- YOUR ASSIGNMENT
Each entry must be given again exactly as it appears, with images excluded.

== Segment start ==

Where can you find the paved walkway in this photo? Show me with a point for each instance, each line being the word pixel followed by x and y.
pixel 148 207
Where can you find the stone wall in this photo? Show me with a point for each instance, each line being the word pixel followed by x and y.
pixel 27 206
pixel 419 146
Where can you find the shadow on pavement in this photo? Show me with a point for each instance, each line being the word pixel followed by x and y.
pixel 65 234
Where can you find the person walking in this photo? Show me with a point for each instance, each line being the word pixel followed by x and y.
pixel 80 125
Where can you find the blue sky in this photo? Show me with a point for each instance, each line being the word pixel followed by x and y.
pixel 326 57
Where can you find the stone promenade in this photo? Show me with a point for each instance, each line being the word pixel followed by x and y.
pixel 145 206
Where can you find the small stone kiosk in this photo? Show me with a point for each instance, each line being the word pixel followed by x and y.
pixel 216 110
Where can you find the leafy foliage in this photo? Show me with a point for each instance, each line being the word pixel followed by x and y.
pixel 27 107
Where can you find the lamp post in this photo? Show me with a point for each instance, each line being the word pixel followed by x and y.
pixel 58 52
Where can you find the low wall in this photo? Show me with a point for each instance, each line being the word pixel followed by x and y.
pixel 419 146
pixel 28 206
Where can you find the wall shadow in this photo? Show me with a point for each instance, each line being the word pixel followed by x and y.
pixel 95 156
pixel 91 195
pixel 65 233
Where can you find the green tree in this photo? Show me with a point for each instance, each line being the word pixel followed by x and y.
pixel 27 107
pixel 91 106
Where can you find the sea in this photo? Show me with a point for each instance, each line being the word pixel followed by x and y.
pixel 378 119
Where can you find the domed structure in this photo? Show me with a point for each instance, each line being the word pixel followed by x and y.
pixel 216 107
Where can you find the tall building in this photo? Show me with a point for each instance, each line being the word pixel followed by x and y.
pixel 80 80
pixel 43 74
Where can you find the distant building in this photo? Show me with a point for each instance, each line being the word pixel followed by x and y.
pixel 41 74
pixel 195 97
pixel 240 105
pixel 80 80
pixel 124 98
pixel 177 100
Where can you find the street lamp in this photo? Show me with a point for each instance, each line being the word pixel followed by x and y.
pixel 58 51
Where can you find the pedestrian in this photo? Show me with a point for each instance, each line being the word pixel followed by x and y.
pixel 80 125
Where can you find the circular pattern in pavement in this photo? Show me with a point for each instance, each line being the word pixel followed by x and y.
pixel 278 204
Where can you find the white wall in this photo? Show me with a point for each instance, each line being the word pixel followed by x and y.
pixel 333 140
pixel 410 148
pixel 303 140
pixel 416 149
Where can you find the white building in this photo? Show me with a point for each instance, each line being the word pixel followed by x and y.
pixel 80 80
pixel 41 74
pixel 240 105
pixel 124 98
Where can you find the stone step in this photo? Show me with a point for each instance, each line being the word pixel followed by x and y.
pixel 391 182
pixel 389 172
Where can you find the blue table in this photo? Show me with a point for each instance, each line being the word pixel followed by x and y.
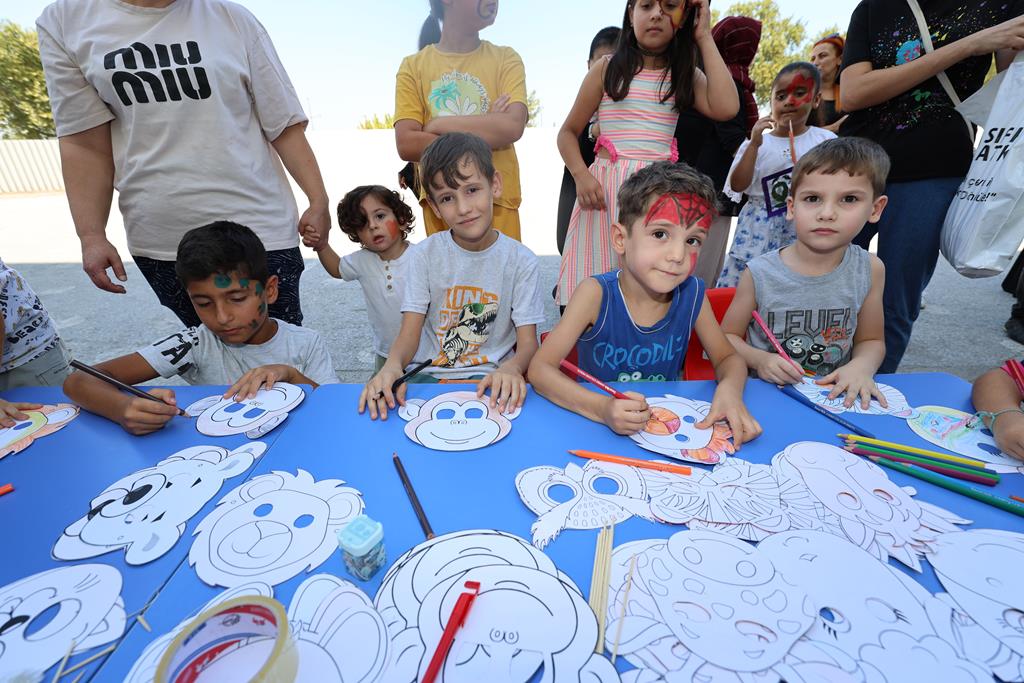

== Segment end ==

- OUTPUT BELOW
Where can you find the paved walkway in this photo? Show me with a point for each instance, each line being the word pixel followed by x and y.
pixel 148 207
Where can you find the stone wall in this photo? Show me with a point for each instance, each line being the word pixel followed by x and y.
pixel 27 206
pixel 419 146
Where can you find the shadow on pavement in this photo? Show me with a point for each instance, each line being the word pixel followed by x and y.
pixel 65 234
Where can you find the person walking in this photo? Show me with a point for each instance, each line being the word pixel followed by x and y.
pixel 80 125
Where can you find the blue sky in this photo? Show me with a point for each instance, each line being the word pixel followed by x and y.
pixel 326 57
Where can you find the stone promenade in this photo? Show me with a point for each instance, each line being the word pixel followed by x and y.
pixel 145 206
Where can you find the small stone kiosk in this photo? Show me with a point for each instance, each line being the word pixel followed by x and y.
pixel 216 110
Where can you find the leafy foliage in this photo? Show me with a point for each instance, each line being the word pixel followed by x and y.
pixel 27 107
Where can you find the lamp post in this photo? Show me with a point for each instance, each line being the word pixel followed by x and y.
pixel 58 52
Where can you find the low wall in this photo? Show me with a point for each instance, each line being the word pixel followed by x and y.
pixel 419 146
pixel 28 206
Where can you find the wall shadow in this photo? Show me with a point for each instance, each line being the word pixel followed by x and y.
pixel 95 156
pixel 91 195
pixel 65 233
Where can you find the green tree in this photo? Show me with a point for each instance, each line being the word pixel followed by x and y.
pixel 27 107
pixel 91 106
Where can you find the sea in this photo? Show me with a point for each instance, each line being the word pixel followed by x and y.
pixel 378 119
Where can you find the domed structure in this photo? Show me with a point for each instance, each line being the word pixel followed by x and y.
pixel 216 107
Where can you find the tall building in this photo? Show me with a point for each instance, each line being the word pixel followed by x and y.
pixel 80 80
pixel 43 74
Where can you find the distant building in this photo? Show me with a point for each instance, each line being the word pixel followed by x and y.
pixel 41 74
pixel 195 97
pixel 240 105
pixel 80 80
pixel 124 98
pixel 177 100
Where can you find the street lamp in this photo? Show me with a point for each instance, each line being the word pixel followed by x and y.
pixel 58 51
Where can you find the pedestrian in this photo? Show me with a point for each instance, each line being the word pixel followed by x and y.
pixel 80 125
Where can you find the circular pattern in pavement in this photo? Show me with a point for each instance, each line being the word pixel followed by x and y.
pixel 278 204
Where can you find the white wall in this photo? Show me with a point for each instance, each line being the word pixel followed by x and y.
pixel 333 140
pixel 410 148
pixel 303 140
pixel 416 149
Where can you find the white building in this photo? Show me with a point for each instance, each line being the word pixel followed by x and y.
pixel 80 80
pixel 41 74
pixel 240 105
pixel 124 98
Where can you find the stone step in this photo? Show me with a point for each instance, each line being the word pixel followed by x and y.
pixel 391 182
pixel 389 172
Where can you find the blue table in this photo? Show me with a point for each instance, each line being the word pixel followed by x and y.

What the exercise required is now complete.